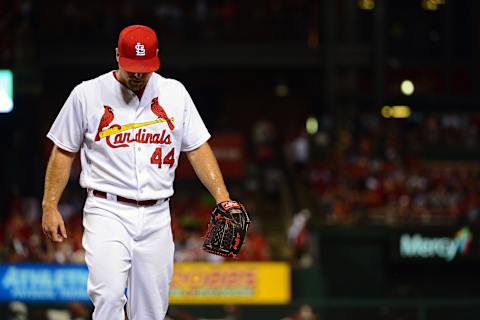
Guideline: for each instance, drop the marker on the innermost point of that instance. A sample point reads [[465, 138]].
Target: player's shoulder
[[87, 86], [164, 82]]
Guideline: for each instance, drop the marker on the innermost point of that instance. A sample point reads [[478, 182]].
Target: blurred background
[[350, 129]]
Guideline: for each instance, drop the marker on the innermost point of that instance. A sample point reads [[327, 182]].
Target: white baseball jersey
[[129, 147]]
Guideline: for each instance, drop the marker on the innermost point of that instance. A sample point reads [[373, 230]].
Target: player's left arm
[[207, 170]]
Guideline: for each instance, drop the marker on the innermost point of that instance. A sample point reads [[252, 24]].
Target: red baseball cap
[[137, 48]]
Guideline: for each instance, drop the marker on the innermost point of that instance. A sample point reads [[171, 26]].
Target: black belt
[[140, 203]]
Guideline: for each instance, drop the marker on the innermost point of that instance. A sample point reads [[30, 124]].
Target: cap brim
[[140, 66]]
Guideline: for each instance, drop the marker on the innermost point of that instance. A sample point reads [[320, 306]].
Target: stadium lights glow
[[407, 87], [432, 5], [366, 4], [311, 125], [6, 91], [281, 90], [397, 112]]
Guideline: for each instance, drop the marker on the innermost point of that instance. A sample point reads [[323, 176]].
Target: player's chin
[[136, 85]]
------------------------------------
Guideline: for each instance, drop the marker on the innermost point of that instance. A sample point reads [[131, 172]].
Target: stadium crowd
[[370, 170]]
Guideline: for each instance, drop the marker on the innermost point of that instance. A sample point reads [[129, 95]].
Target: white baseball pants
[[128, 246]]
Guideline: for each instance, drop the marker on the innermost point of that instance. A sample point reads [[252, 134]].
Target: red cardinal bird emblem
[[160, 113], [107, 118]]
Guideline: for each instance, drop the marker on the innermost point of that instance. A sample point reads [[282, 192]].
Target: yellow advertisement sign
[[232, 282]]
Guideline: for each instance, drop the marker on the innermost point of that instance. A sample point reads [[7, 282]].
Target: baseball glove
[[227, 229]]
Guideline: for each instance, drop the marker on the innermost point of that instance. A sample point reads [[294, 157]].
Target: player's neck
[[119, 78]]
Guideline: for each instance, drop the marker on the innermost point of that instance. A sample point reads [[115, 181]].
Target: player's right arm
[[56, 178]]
------------------------------------
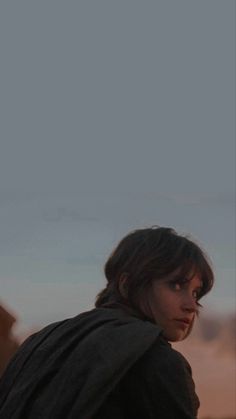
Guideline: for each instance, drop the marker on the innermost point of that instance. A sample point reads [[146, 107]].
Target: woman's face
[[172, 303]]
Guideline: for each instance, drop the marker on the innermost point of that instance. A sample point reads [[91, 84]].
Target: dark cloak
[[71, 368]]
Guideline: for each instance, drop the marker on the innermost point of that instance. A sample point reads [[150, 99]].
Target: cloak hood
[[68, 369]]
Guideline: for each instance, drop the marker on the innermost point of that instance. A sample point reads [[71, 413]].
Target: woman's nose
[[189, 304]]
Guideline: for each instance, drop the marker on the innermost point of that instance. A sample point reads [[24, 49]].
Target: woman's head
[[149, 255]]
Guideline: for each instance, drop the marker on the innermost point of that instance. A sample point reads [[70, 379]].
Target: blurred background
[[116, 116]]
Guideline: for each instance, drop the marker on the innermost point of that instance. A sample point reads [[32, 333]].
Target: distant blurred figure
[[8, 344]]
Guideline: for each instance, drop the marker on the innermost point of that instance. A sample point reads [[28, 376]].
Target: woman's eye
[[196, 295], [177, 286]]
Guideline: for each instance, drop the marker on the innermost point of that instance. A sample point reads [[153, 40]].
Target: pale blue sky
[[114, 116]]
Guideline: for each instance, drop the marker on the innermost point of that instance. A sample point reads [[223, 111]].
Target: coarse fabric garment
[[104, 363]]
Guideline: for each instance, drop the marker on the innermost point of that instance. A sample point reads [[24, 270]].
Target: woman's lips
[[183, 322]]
------------------------------------
Description of the task |
Please swap "marker" for "pin" in everything from the line containing "reads [[327, 182]]." down to the line containing "[[136, 85]]", and give only those lines of the records, otherwise unchanged.

Solution for this exercise |
Guideline: for each instance, drop the pin on the innermost point of that instance. A sample point reads [[327, 182]].
Target: white baseball jersey
[[129, 147]]
Guideline: for each instance, drop the pin on the innermost point of that instance. A sample point reads [[373, 230]].
Target: player's left arm
[[207, 170]]
Guideline: for each instance, drop the pin on the innermost point of that instance. A sample point reads [[252, 24]].
Target: red baseball cap
[[137, 48]]
Guideline: for each instance, drop the pin on the innermost point of that instance. A sample point reads [[171, 26]].
Target: black belt
[[140, 203]]
Guideline: for each instance, drop the pin on the innermost point of that instance. A sample point reads [[30, 124]].
Target: cap brim
[[140, 66]]
Guideline: for each instance, drop the pin on the innermost point of that instance. A sample point reads [[320, 306]].
Target: stadium lights glow
[[407, 87], [432, 5], [366, 4], [311, 125], [6, 91], [281, 90], [397, 112]]
Guideline: for each instance, drop the pin on the innermost point of that instance. A sample point reads [[323, 176]].
Target: player's chin
[[136, 85]]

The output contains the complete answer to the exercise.